Things to do:
a: In the post on Kolmogorov complexity and causation, how is KT(x|y) defined?
b: Do these statements agree with the post on Kolmogorov complexity and causation? Answer yes or no for each, and quote the deciding words. (i) The email writer's intuition was that the problem is undecidable. (ii) Symmetry of information is believed to hold for KT complexity. (iii) The post concludes that controlled experiments can be avoided.
c: Resume the post on Kolmogorov complexity and causation from its final sentence.

Passage:
◆ ◆ ◆ ◆ ◆ ◆ ◆

Thursday, May 24, 2018

Kolmogorov Complexity and Causation

I got an interesting email question.
Suppose I give you a set of points S of the form (x,y). He suggested ideally they would be pairs of a real numbers. Supposing there is a causal relationship between x and y of some kind, we want to know know if it is more likely that the x value causes the y value or the y value causes the x value. One plausible way to decide what the answer should be is by answering the question is the length of the shortest program which maps the x values to their y values shorter than the length of the shortest program which maps the y values to their x values.
So, my intuition says that this is clearly undecidable. I'm actually having a hard time thinking of a proof, so do you happen to know of one or if this problem might actually be decidable?
On a related note, since I'm already writing you about this question, do you happen to know about the complexity of any related questions which involve circuit size instead of program length? 
Let's use notation from Kolmogorov complexity, letting C(x|y) be the size of the smallest program that takes y as input and outputs x. Now suppose it is decidable to determine whether C(x|y) > C(y|x). Then find an x of length n such that for all y of length n/3, C(x|y)>C(y|x). Such x exist: For any random x, C(x|y)>= 2n/3 and C(y|x) <= n/3.

Now I claim C(x)>=n/4 for the x you found. If not we have C(x|y)<=C(x)<n/4 but for some y, C(y|x)>=n/3 since there aren't enough shorter programs to cover all the y's.

Since there is no computable procedure to find x such that C(x)>=n/4, there can't be decidable procedure to determine whether C(x|y) > C(y|x).

But does this question relate to causality. Pick a random x from strings of length n and y at random from strings of length n/3. We have C(x|y) >  C(y|x) even though there is no causality.

Instead you could look at the information of y in x, how many bit of x does y help describe, defined by I(y|x) = C(x)-C(x|y). This measure correlation since I(y|x)=0 iff x and y are independent but symmetry of information gives I(y|x)=I(x|y) so no hope for causation.

In short, Kolmogorov complexity won't give you much on causation--you can't avoid the controlled experiments.

For your last question, there is a notion of Kolmogorov complexity that roughly corresponds to circuit size, KT(x|y) defined as the sum of the program size and running time minimized over all programs p that take y as an input and output x. I'm guessing it's hard to determine if KT(x|y) < KT(y|x) and you could probably show it under some assumption like secure psuedorandom generators. Also symmetry of information isn't believed to hold for KT complexity so maybe there is something there. Interesting questions.

◆ ◆ ◆ ◆ ◆ ◆ ◆

Entries:
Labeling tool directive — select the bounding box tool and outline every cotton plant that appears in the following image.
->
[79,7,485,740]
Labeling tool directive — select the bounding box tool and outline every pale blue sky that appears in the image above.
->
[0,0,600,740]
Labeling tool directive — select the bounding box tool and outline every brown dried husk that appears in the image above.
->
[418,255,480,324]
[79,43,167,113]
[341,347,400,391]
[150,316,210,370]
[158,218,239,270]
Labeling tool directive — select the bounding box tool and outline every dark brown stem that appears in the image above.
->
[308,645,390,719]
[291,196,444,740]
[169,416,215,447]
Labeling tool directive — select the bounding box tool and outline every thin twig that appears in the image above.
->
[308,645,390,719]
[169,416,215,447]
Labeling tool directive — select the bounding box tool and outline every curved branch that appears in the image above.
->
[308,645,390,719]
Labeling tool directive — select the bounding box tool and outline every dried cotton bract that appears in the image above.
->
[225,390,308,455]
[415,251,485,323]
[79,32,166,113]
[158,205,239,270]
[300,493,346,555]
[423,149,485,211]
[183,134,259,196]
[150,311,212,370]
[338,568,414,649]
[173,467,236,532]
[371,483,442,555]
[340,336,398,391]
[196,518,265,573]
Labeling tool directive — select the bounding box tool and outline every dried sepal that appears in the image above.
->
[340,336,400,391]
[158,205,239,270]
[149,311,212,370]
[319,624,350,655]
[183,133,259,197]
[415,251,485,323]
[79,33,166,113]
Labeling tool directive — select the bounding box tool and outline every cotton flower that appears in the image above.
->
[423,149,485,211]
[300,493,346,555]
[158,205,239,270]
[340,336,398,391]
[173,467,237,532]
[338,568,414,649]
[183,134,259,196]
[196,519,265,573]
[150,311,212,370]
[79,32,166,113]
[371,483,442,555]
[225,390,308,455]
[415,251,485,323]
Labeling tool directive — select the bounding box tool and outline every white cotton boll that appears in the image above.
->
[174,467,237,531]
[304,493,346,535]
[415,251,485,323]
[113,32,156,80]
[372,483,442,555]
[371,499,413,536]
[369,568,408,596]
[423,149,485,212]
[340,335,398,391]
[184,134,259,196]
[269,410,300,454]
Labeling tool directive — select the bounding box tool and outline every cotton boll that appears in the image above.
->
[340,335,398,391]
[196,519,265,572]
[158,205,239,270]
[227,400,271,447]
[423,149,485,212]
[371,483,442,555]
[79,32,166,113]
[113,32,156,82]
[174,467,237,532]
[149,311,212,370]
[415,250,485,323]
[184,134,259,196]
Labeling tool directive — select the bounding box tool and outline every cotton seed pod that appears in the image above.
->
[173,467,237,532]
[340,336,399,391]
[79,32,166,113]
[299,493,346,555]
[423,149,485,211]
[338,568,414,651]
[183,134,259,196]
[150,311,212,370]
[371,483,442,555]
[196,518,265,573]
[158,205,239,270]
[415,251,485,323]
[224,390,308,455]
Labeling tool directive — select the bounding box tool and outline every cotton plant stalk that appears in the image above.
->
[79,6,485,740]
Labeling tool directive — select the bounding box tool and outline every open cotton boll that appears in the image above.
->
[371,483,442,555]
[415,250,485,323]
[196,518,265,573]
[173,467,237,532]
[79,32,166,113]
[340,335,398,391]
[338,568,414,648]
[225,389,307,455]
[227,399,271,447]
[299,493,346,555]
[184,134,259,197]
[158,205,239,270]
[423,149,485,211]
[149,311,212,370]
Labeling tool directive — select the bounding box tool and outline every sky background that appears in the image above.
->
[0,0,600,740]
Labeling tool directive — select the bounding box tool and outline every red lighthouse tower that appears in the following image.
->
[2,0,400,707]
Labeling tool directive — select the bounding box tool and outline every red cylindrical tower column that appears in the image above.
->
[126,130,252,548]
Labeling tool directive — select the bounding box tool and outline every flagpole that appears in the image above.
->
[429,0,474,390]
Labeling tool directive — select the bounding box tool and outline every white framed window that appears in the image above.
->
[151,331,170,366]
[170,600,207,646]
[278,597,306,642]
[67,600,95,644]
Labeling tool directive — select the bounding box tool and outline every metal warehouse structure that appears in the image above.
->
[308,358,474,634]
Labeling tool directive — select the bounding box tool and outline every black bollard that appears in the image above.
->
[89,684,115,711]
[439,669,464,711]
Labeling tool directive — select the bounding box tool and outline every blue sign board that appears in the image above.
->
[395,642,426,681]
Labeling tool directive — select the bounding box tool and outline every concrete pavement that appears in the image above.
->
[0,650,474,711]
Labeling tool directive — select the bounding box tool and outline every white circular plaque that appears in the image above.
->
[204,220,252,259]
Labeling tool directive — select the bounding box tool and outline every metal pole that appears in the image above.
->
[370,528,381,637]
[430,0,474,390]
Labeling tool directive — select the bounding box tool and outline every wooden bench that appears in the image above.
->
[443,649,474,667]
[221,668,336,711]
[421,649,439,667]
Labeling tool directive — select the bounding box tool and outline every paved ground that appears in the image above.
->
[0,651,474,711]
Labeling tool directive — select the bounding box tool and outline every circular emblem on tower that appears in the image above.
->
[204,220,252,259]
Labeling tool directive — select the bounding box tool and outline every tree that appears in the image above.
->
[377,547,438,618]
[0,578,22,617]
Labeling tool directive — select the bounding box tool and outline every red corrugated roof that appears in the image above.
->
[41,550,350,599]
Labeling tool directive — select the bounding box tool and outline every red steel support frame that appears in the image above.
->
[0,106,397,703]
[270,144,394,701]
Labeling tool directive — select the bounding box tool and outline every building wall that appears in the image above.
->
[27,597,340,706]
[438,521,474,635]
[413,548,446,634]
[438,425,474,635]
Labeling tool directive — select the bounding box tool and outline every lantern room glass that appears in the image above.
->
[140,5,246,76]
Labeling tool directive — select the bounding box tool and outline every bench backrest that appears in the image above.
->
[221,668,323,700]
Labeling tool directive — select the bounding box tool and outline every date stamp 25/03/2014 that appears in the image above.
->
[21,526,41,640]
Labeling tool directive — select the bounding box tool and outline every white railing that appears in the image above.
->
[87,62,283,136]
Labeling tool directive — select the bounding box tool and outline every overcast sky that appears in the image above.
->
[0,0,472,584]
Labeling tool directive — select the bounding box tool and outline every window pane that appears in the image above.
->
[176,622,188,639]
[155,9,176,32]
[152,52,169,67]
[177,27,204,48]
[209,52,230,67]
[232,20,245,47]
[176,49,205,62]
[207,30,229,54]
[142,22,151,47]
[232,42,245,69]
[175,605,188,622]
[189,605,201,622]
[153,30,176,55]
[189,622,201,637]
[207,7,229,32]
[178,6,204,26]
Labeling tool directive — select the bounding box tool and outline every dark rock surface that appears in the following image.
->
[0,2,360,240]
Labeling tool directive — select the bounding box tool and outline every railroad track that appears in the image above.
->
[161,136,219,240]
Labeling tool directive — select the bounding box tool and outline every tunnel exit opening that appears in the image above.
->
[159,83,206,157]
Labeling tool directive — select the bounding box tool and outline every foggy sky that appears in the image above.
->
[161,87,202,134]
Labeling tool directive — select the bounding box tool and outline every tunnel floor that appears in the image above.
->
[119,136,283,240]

◆ ◆ ◆ ◆ ◆ ◆ ◆

Answers:
a: It is the sum of the program size and running time, minimized over all programs p that take y as an input and output x.

b:
(i) Yes: "So, my intuition says that this is clearly undecidable."
(ii) No: "symmetry of information isn't believed to hold for KT complexity"
(iii) No: "you can't avoid the controlled experiments."

c:
  2. The paper "Information-geometric approach to inferring causal direction" ( contains a nice formalization of this idea.

  3. I think that you've (slightly) misunderstood the question. In my interpretation our input is S={(x1,y1),..,(xt,yt)}, where all the xi's and yi's are distinct, and we want a (shortest) program P for which P(xi)=yi for every i, and a (shortest) program Q for which Q(yi)=xi for every i. The question is whether P or Q is shorter. Of course, your argument shows that this is undecidable already for t=1.

  4. Assumptions are key to causal inference. Under certain assumptions, one can decide the causal direction using Kolmogorov complexity. In the two variable case, instead of the Kolmogorov complexity of a random variable (exchangeably a string), Peters & Schölkopf, 2010 postulate that Kolmogorov complexity of distributions of those variables may have an answer. The paper titled "Causal inference using algorithmic Markov condition" by Peters & Schölkopf takes an interesting outlook on the problem of causal inference using Kolmogorov complexity.

  5. Kolmogorov complexity is slightly asymmetric (caused by the incomputability of Kolmogorov complexity). If there are several rounds of information exchange, this asymmetry can accumulate and become linear in the number of rounds.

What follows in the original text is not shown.